En salles 19/07/2018

Un "Fleuve noir” à méandres

Après trois semaines de bleu, place au noir... Le nouveau film d’Érick Zonca, dont on n’avait guère de nouvelles depuis un bail, est un film policier, sorti cette semaine en salles. Retour sur le parcours – en pointillés – du réalisateur...

La vie rêvée des anges en 1998, Julia en 2008, Fleuve noir en 2018 : c'est donc tous les dix ans que sort en salles un long métrage signé Érick Zonca. En parfait contraste, François Ozon, qui faisait partie de cette même génération dorée du court français des années 1990, en a fait dix-sept dans le même temps ! La rareté de Zonca au cinéma a sans doute ses raisons et c’est avec une adaptation de roman et sur le registre du film noir qu’il revient. Bien sûr, Rives, Éternelles et Seule sont désormais très éloignés dans le temps, tant et si bien qu’il est peu pertinent de tracer des liens possibles... D’autant que tous trois étaient assez différents les uns des autres : au mystère poétique de Rives, rencontre impromptue et peut-être rêvée d’un homme et d’une fillette au bord de la Loire en un matin d’hiver, succédait la chronique familiale plus naturaliste d’un adolescent de province s’éveillant à sa vie d’adulte au moment de la mort de sa grand-mère. Cet Éternelles qui remportait alors le Grand prix du Festival de Clermont-Ferrand était suivi de près de Seule, à son tour multiprimé et qui dressait un saisissant constat sur la rapidité de la déchéance sociale, en suivant caméra à l’épaule une jeune fille de vingt ans perdant coup sur coup son travail et son logement à Paris. Mais le film, qui révéla Florence Loiret-Caille, ne se voulait nullement réquisitoire militant et affirmait encore la primordiale importance accordée par Zonca à la pure mise en scène, d’abord et avant tout. Il amorçait aussi son goût pour le film de genre, la jeune fille en déroute trouvant un revolver et tentant finalement de braquer un taxi, sans succès puisque la police venait la cueillir, hagarde, dans un café dans le dernier plan du film.

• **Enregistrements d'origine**
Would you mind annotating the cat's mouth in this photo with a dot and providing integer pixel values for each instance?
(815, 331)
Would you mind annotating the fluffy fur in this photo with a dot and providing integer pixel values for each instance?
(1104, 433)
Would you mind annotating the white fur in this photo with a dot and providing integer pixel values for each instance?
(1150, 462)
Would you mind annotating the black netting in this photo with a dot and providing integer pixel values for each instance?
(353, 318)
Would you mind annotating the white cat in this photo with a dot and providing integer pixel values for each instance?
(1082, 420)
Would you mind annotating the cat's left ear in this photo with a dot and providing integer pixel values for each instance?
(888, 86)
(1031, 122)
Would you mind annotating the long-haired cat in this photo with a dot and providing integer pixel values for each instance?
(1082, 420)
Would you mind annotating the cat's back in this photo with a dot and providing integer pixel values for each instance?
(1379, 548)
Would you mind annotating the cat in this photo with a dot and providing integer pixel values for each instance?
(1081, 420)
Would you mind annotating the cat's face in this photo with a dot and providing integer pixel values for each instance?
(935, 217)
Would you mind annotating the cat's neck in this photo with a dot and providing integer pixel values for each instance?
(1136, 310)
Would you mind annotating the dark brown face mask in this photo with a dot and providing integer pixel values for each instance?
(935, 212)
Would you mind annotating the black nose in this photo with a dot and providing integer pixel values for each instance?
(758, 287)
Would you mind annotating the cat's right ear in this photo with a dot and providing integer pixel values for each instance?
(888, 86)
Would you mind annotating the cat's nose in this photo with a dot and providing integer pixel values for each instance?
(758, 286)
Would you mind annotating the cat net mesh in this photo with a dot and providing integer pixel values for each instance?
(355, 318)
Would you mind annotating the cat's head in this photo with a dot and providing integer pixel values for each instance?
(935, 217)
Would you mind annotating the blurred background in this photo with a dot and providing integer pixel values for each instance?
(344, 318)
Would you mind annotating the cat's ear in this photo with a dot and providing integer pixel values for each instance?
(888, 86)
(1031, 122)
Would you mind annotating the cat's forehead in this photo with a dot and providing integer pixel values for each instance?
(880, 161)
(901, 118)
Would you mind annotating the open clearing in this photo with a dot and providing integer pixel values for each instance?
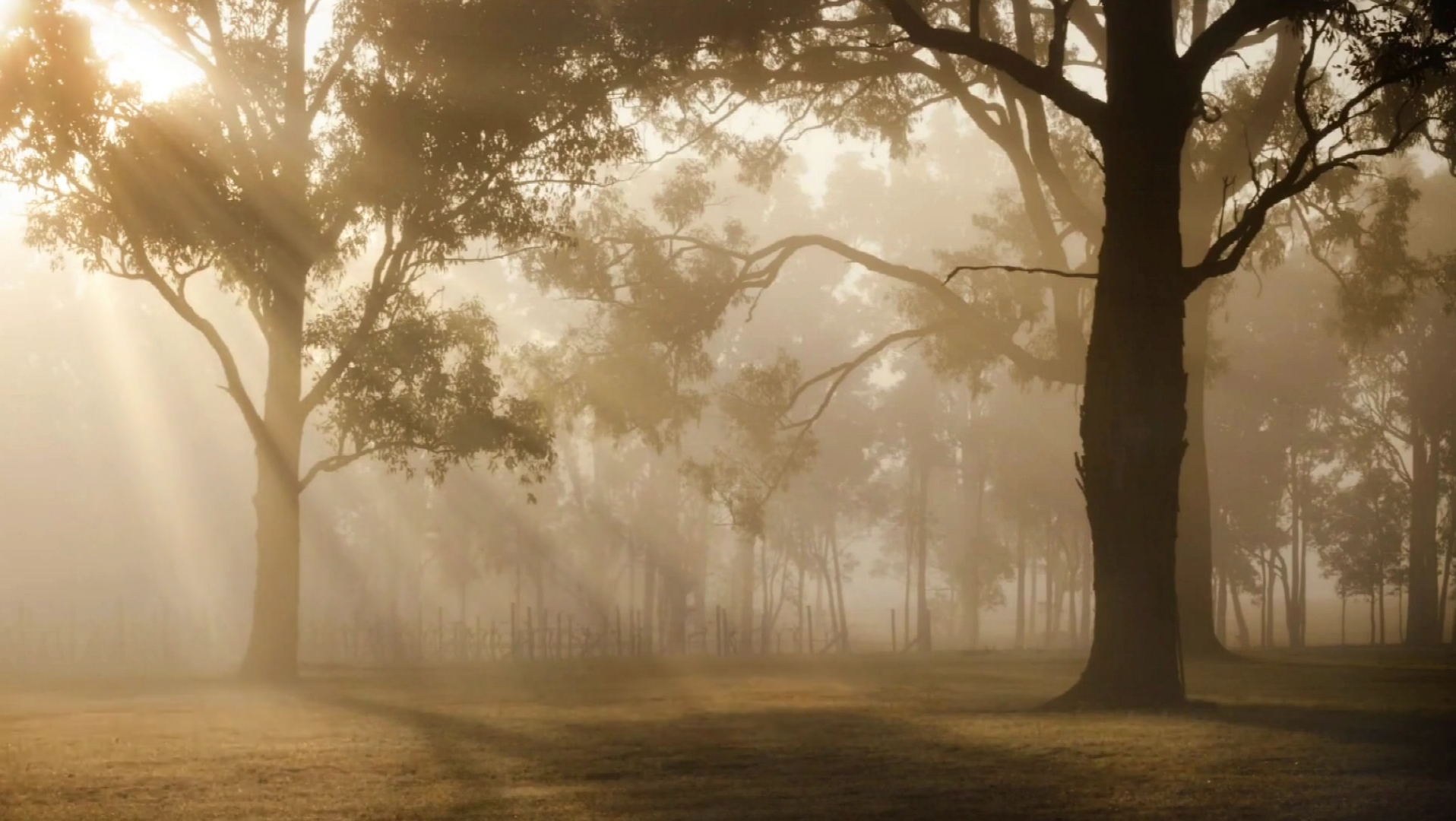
(1325, 734)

• **TRAVAIL DEMANDÉ**
• 1. Mettez à jour le passage de l'extrait allant de "En salles 19/07/2018" jusqu'à "pointillés – du réalisateur...", en remplaçant "policier" par "criminel".
• 2. D'après l'extrait :
(a) En quelle année est sorti Julia ?
(b) Combien de films François Ozon a-t-il réalisés dans le même temps ?
(c) Quel prix Éternelles a-t-il remporté ?
Ces enregistrements sont tirés d'une autre source.

• **CORRIGÉ**
• 1.
En salles 19/07/2018

Un "Fleuve noir” à méandres

Après trois semaines de bleu, place au noir... Le nouveau film d’Érick Zonca, dont on n’avait guère de nouvelles depuis un bail, est un film criminel, sorti cette semaine en salles. Retour sur le parcours – en pointillés – du réalisateur...

• 2.
(a) En 2008.
(b) Dix-sept.
(c) Le Grand prix du Festival de Clermont-Ferrand.